> _Assignment_
Copy exactly the lines of the data below that run from the line holding "box: [745, 756, 799, 781]" through the line holding "153L312 176L215 153L234", both ends included.

+===+

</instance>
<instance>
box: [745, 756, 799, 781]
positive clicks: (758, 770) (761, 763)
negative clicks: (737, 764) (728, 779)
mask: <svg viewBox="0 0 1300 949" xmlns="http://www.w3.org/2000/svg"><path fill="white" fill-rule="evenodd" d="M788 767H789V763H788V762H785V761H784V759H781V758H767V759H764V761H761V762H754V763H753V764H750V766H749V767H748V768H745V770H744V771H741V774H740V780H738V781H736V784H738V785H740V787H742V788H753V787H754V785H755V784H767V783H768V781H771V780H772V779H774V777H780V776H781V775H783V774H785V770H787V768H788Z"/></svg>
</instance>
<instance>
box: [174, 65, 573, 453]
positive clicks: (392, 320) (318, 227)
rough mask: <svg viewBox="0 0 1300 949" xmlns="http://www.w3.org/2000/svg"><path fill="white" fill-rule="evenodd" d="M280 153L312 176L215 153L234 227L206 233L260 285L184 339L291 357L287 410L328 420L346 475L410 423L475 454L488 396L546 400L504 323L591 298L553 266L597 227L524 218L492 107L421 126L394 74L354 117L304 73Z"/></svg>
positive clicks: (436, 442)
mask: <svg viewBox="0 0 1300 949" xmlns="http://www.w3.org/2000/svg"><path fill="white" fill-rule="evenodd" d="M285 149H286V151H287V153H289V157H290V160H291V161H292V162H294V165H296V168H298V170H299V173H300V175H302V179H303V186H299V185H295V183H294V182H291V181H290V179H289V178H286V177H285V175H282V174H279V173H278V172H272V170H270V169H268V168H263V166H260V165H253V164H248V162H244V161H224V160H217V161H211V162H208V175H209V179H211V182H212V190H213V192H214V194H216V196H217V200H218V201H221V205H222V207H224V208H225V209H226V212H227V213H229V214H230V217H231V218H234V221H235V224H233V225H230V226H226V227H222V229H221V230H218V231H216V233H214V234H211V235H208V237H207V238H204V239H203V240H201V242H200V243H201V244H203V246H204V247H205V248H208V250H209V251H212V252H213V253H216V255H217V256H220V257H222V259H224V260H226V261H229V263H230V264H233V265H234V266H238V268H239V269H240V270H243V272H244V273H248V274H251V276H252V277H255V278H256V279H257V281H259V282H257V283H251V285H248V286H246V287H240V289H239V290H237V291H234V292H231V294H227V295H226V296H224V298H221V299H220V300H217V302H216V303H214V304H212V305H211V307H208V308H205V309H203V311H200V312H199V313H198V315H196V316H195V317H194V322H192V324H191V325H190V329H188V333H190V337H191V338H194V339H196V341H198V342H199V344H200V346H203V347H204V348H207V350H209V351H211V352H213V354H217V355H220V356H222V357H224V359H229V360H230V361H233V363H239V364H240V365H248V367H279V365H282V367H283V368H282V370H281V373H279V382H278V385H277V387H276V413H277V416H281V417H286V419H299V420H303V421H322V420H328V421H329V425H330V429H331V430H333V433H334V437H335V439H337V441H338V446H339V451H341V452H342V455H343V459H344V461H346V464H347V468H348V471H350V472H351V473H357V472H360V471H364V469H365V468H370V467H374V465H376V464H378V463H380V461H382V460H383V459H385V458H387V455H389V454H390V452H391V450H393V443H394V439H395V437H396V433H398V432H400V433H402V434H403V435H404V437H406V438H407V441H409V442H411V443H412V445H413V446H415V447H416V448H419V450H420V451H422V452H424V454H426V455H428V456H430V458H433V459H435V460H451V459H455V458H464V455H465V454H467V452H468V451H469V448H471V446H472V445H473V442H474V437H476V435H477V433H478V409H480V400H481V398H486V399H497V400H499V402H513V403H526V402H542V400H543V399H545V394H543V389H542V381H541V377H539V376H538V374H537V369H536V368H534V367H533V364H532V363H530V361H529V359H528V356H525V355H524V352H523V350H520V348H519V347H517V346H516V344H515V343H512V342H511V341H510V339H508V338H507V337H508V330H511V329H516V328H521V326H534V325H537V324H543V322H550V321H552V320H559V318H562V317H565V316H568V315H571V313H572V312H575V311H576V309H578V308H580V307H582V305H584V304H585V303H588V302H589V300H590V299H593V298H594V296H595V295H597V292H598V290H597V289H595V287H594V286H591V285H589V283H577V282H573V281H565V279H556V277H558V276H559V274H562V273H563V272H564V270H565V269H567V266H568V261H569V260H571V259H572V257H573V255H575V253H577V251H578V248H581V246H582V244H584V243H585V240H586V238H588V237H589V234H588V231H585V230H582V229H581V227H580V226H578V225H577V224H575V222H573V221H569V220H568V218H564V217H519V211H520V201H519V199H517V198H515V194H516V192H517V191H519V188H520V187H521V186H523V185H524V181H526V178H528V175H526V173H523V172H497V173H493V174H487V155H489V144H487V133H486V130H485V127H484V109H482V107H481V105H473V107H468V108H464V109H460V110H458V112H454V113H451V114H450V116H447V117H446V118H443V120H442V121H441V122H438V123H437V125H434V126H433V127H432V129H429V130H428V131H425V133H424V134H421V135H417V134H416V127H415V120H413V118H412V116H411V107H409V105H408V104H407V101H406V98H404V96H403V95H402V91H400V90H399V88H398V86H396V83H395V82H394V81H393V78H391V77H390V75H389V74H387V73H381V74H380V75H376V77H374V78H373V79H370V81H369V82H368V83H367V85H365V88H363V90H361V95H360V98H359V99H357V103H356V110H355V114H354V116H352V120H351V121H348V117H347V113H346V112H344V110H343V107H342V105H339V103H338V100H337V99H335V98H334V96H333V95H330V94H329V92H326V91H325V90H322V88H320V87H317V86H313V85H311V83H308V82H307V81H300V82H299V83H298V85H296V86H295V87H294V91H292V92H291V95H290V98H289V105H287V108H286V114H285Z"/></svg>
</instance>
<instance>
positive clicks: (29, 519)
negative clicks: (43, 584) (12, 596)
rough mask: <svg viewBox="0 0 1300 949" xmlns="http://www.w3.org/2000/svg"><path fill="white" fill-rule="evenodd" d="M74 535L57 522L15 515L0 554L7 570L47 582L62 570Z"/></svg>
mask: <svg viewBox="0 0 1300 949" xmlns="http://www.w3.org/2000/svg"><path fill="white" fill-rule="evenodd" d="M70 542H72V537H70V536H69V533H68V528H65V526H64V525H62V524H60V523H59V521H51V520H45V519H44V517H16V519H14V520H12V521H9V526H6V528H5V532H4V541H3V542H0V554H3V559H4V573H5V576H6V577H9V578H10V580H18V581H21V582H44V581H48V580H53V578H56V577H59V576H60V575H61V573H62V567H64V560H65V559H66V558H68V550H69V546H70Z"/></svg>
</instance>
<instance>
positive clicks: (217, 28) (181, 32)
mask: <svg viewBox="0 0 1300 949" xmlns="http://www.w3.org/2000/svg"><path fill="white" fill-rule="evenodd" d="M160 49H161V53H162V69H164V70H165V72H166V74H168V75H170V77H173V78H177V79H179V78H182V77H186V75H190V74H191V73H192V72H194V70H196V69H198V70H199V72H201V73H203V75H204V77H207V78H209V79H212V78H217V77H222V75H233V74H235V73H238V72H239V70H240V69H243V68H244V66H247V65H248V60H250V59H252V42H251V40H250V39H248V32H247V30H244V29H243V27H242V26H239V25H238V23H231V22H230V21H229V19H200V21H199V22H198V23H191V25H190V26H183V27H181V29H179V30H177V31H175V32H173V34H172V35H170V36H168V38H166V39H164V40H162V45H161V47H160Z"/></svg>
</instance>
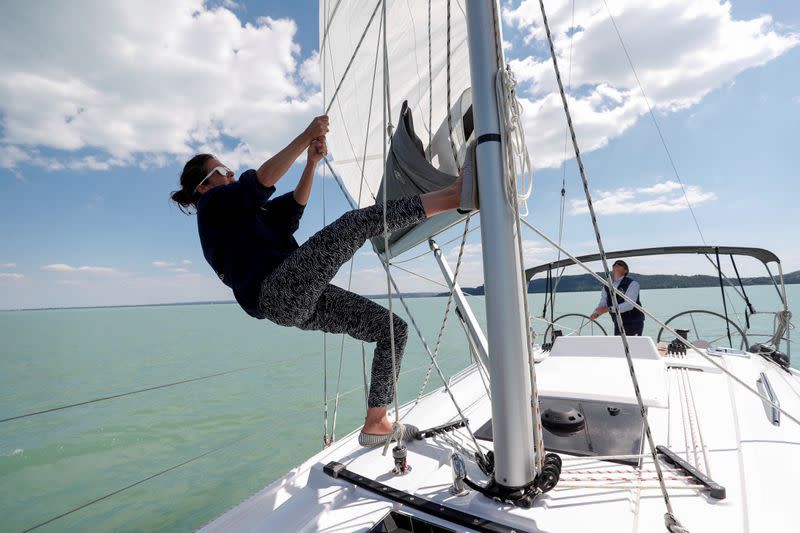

+===+

> _Worked solution_
box: [745, 756, 799, 781]
positive clicks: (758, 770) (761, 763)
negative clicks: (737, 764) (728, 779)
mask: <svg viewBox="0 0 1300 949" xmlns="http://www.w3.org/2000/svg"><path fill="white" fill-rule="evenodd" d="M788 767H789V763H788V762H785V761H784V759H781V758H767V759H764V761H761V762H754V763H753V764H750V766H749V767H748V768H745V770H744V771H741V774H740V780H738V781H736V784H738V785H740V787H742V788H753V787H754V785H755V784H767V783H768V781H771V780H772V779H774V777H780V776H781V775H783V774H785V770H787V768H788Z"/></svg>
</instance>
<instance>
box: [174, 65, 573, 453]
positive clicks: (392, 320) (318, 227)
rough mask: <svg viewBox="0 0 1300 949" xmlns="http://www.w3.org/2000/svg"><path fill="white" fill-rule="evenodd" d="M280 153L312 176L215 153L234 227L206 233L260 285L184 339L291 357L287 410L328 420L346 475L410 423L475 454L488 396L546 400L504 323L591 298L553 266L597 227L524 218L492 107L421 126L394 74L354 117L304 73Z"/></svg>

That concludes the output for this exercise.